Goal of the exercise ▸
Each line of the records that includes "farm" should be found and copied.

Natural language region descriptions
BEGIN

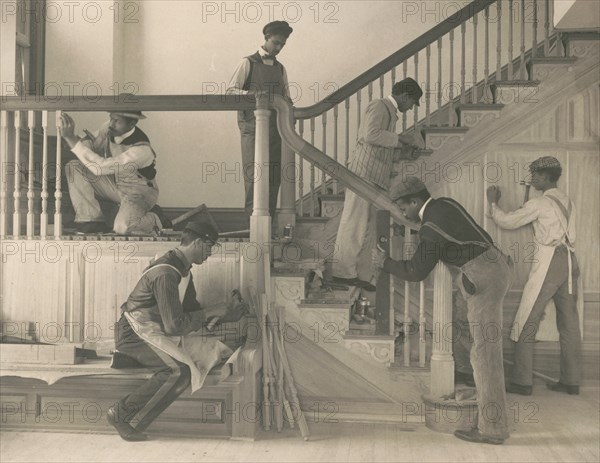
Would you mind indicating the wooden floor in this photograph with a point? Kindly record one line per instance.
(546, 427)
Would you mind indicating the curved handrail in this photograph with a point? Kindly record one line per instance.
(393, 60)
(377, 196)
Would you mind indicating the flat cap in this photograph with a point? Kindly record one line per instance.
(130, 114)
(203, 228)
(410, 87)
(404, 186)
(278, 28)
(545, 162)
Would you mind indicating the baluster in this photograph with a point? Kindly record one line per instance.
(30, 176)
(17, 190)
(547, 28)
(301, 173)
(451, 86)
(404, 72)
(422, 338)
(439, 83)
(324, 149)
(358, 100)
(534, 39)
(406, 318)
(511, 21)
(313, 199)
(428, 86)
(335, 145)
(486, 70)
(44, 214)
(57, 191)
(474, 88)
(3, 174)
(463, 66)
(416, 108)
(347, 148)
(522, 67)
(499, 42)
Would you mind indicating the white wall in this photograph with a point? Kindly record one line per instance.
(188, 47)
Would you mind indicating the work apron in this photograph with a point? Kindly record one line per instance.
(547, 331)
(198, 351)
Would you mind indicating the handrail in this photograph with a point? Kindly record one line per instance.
(376, 196)
(122, 102)
(393, 60)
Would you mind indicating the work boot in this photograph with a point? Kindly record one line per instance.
(125, 430)
(560, 387)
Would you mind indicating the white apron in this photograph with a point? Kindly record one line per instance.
(197, 350)
(547, 331)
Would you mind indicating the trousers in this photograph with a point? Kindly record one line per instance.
(135, 200)
(555, 287)
(489, 276)
(148, 401)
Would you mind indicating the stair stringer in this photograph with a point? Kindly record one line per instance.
(490, 133)
(368, 374)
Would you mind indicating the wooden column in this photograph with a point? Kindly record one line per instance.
(442, 362)
(256, 254)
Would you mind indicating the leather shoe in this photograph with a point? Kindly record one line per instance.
(125, 430)
(473, 435)
(560, 387)
(515, 388)
(355, 282)
(464, 378)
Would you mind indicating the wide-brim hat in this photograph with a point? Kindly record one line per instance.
(278, 28)
(410, 87)
(130, 114)
(545, 162)
(402, 186)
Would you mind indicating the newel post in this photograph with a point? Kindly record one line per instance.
(256, 254)
(442, 362)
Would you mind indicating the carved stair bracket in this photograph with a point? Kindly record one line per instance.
(472, 115)
(515, 92)
(331, 205)
(435, 138)
(541, 68)
(288, 290)
(381, 350)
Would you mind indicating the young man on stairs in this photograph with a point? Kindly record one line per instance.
(378, 147)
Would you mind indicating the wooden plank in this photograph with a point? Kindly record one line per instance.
(64, 354)
(382, 296)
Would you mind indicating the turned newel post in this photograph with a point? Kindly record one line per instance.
(256, 255)
(442, 362)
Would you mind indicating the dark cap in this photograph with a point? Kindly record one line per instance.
(401, 186)
(545, 162)
(410, 87)
(204, 229)
(278, 28)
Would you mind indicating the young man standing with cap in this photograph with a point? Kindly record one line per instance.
(262, 72)
(158, 315)
(553, 275)
(449, 234)
(118, 164)
(378, 147)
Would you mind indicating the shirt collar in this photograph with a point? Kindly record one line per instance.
(394, 102)
(119, 138)
(423, 208)
(185, 263)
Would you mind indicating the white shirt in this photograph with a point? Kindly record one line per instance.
(541, 213)
(240, 75)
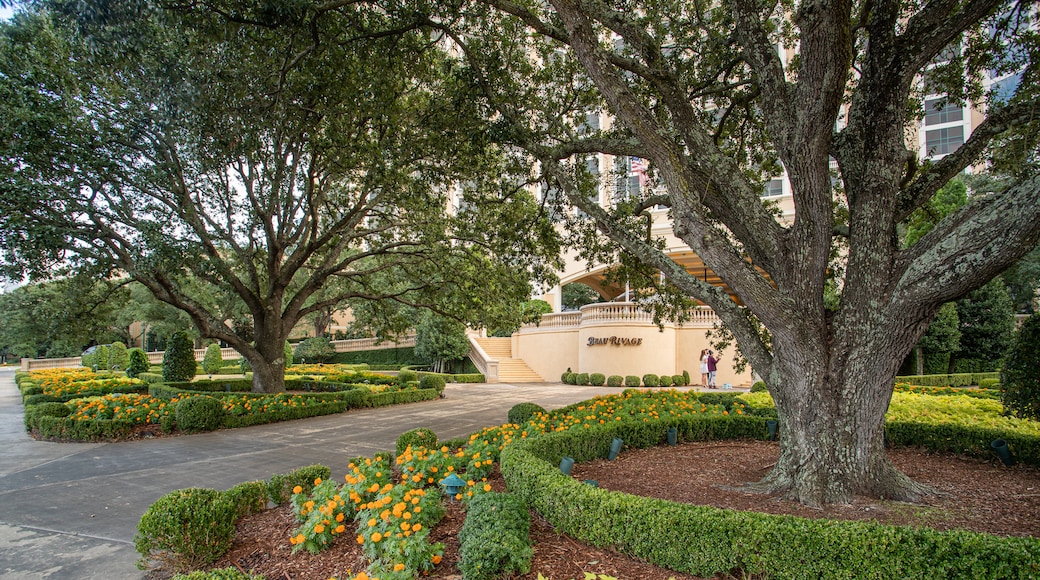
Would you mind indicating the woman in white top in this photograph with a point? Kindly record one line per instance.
(704, 367)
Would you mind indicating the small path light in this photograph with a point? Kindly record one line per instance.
(452, 485)
(1003, 451)
(566, 465)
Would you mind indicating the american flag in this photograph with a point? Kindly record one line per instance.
(639, 167)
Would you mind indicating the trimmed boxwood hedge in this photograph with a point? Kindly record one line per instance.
(708, 541)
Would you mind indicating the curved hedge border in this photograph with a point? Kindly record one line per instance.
(708, 541)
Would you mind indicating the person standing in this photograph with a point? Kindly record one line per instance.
(712, 365)
(704, 367)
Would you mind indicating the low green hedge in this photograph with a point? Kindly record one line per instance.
(707, 541)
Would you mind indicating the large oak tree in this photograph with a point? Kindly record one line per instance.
(292, 157)
(720, 96)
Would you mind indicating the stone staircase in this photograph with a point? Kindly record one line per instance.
(510, 369)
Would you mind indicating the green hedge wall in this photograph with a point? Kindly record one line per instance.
(708, 542)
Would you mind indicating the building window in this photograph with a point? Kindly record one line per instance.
(937, 113)
(774, 188)
(941, 141)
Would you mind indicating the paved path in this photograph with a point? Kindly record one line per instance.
(71, 509)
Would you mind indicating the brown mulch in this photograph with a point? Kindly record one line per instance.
(975, 494)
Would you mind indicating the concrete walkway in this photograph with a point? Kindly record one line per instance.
(71, 509)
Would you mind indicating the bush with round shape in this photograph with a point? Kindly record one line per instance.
(1020, 376)
(119, 358)
(520, 413)
(199, 414)
(178, 361)
(433, 381)
(186, 528)
(416, 438)
(212, 362)
(137, 363)
(406, 376)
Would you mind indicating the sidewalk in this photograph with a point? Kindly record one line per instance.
(71, 509)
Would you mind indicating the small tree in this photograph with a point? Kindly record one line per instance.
(1021, 371)
(213, 360)
(178, 362)
(440, 341)
(118, 357)
(316, 349)
(137, 363)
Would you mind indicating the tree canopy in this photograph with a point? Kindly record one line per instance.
(291, 158)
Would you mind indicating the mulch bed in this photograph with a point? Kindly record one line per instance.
(975, 494)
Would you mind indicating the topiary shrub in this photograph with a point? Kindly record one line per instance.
(119, 359)
(415, 438)
(212, 362)
(199, 414)
(406, 376)
(178, 361)
(186, 528)
(520, 413)
(433, 381)
(137, 363)
(1020, 376)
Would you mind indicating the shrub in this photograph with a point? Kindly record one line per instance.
(1020, 376)
(406, 376)
(433, 381)
(420, 437)
(520, 413)
(213, 361)
(317, 349)
(178, 362)
(495, 539)
(280, 486)
(186, 528)
(119, 359)
(136, 363)
(199, 414)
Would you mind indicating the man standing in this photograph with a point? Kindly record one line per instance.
(712, 367)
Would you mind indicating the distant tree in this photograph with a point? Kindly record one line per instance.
(178, 361)
(987, 325)
(212, 362)
(441, 342)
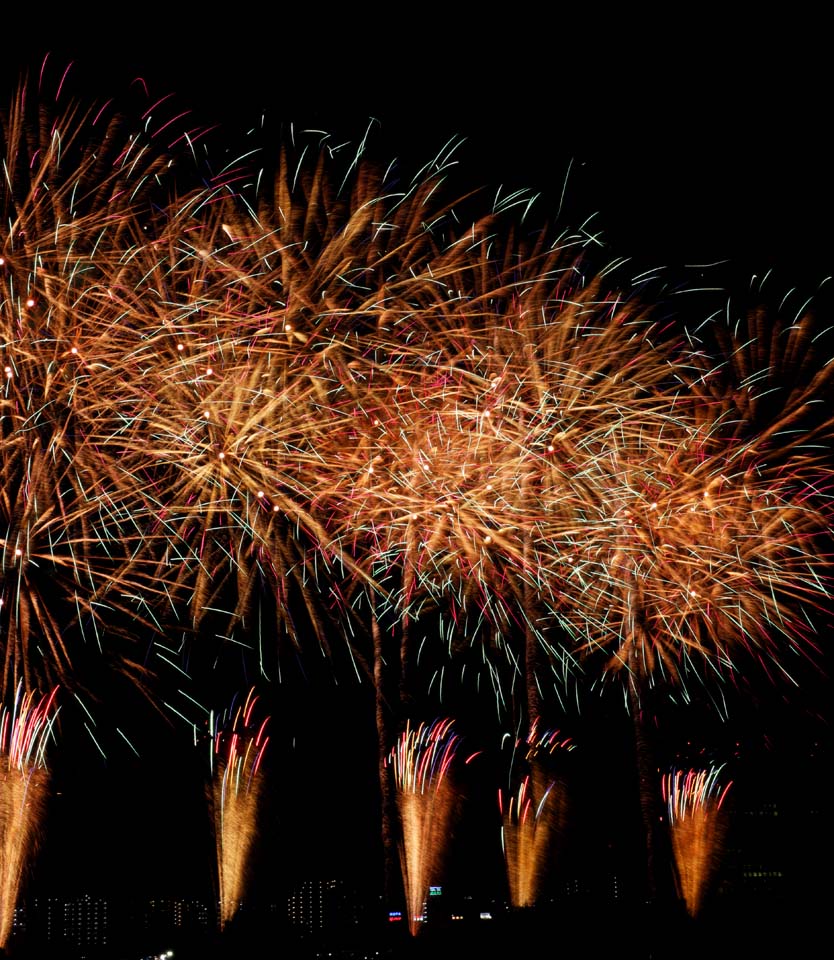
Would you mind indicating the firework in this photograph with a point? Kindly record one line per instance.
(25, 731)
(238, 742)
(533, 815)
(696, 816)
(72, 516)
(420, 763)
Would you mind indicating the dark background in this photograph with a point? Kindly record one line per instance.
(681, 144)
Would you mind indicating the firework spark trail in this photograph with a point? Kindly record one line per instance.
(533, 814)
(420, 763)
(72, 195)
(25, 731)
(237, 748)
(696, 817)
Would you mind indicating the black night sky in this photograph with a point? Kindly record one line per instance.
(711, 161)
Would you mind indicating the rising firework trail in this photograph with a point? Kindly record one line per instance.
(696, 815)
(533, 814)
(426, 802)
(25, 731)
(238, 742)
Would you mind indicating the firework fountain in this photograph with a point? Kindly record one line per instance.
(25, 731)
(238, 743)
(533, 815)
(426, 802)
(696, 815)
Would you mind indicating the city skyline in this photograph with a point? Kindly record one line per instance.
(321, 792)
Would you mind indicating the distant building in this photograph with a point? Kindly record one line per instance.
(318, 907)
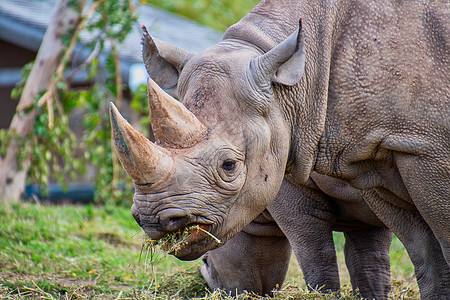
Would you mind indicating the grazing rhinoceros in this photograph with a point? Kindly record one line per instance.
(257, 258)
(360, 94)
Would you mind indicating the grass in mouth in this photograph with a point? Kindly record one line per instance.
(173, 242)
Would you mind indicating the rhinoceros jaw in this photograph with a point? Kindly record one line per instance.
(176, 241)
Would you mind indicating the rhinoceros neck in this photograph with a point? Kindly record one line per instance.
(304, 105)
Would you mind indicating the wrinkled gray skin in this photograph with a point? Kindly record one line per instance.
(365, 99)
(257, 258)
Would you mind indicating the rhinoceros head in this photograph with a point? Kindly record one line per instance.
(220, 154)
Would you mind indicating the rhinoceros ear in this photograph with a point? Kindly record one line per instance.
(284, 64)
(163, 61)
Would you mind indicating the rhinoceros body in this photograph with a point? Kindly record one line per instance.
(359, 92)
(303, 218)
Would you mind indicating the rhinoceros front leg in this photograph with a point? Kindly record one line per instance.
(368, 262)
(306, 218)
(431, 269)
(248, 263)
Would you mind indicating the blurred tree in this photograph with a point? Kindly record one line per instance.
(39, 135)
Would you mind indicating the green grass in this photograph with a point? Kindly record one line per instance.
(217, 14)
(79, 252)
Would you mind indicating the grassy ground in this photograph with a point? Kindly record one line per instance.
(79, 252)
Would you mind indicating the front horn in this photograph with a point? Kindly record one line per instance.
(145, 162)
(172, 123)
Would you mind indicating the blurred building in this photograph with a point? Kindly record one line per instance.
(23, 24)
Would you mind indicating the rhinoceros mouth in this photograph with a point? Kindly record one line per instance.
(177, 241)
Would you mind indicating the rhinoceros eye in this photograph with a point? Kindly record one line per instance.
(229, 165)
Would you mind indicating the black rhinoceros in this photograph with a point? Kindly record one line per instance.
(360, 94)
(303, 218)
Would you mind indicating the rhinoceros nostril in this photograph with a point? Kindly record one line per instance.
(176, 223)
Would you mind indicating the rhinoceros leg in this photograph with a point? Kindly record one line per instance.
(368, 262)
(306, 218)
(248, 263)
(431, 269)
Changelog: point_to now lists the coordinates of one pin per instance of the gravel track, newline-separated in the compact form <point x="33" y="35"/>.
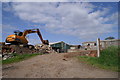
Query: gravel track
<point x="54" y="66"/>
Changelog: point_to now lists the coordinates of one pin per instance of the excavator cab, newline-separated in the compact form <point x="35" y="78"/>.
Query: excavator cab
<point x="18" y="33"/>
<point x="20" y="37"/>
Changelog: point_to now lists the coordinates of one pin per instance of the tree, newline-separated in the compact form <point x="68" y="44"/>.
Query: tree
<point x="108" y="38"/>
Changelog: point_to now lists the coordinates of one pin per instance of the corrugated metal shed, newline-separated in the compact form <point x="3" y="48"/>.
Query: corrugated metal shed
<point x="60" y="47"/>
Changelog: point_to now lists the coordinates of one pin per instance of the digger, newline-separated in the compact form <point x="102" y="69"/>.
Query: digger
<point x="20" y="37"/>
<point x="19" y="43"/>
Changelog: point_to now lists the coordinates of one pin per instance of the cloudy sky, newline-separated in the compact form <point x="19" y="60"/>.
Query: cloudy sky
<point x="72" y="22"/>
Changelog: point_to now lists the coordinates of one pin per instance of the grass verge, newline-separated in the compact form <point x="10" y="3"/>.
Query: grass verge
<point x="18" y="58"/>
<point x="108" y="59"/>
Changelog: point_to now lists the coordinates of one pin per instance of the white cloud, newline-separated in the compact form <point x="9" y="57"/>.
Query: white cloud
<point x="76" y="19"/>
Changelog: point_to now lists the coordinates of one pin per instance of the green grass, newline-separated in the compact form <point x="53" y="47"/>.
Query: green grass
<point x="108" y="59"/>
<point x="18" y="58"/>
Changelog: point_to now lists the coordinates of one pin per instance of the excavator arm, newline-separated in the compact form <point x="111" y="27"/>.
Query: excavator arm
<point x="39" y="34"/>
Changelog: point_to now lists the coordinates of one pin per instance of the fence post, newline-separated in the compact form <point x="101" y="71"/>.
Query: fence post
<point x="98" y="47"/>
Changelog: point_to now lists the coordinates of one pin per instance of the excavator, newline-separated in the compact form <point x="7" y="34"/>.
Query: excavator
<point x="20" y="37"/>
<point x="19" y="43"/>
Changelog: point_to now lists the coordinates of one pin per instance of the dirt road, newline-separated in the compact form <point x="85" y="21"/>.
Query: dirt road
<point x="54" y="66"/>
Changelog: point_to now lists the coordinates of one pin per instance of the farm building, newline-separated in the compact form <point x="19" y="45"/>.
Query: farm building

END

Written response ▸
Changelog: point_to now lists the coordinates of one pin per instance of the farm building, newline-separated in the compact form <point x="19" y="45"/>.
Query: farm building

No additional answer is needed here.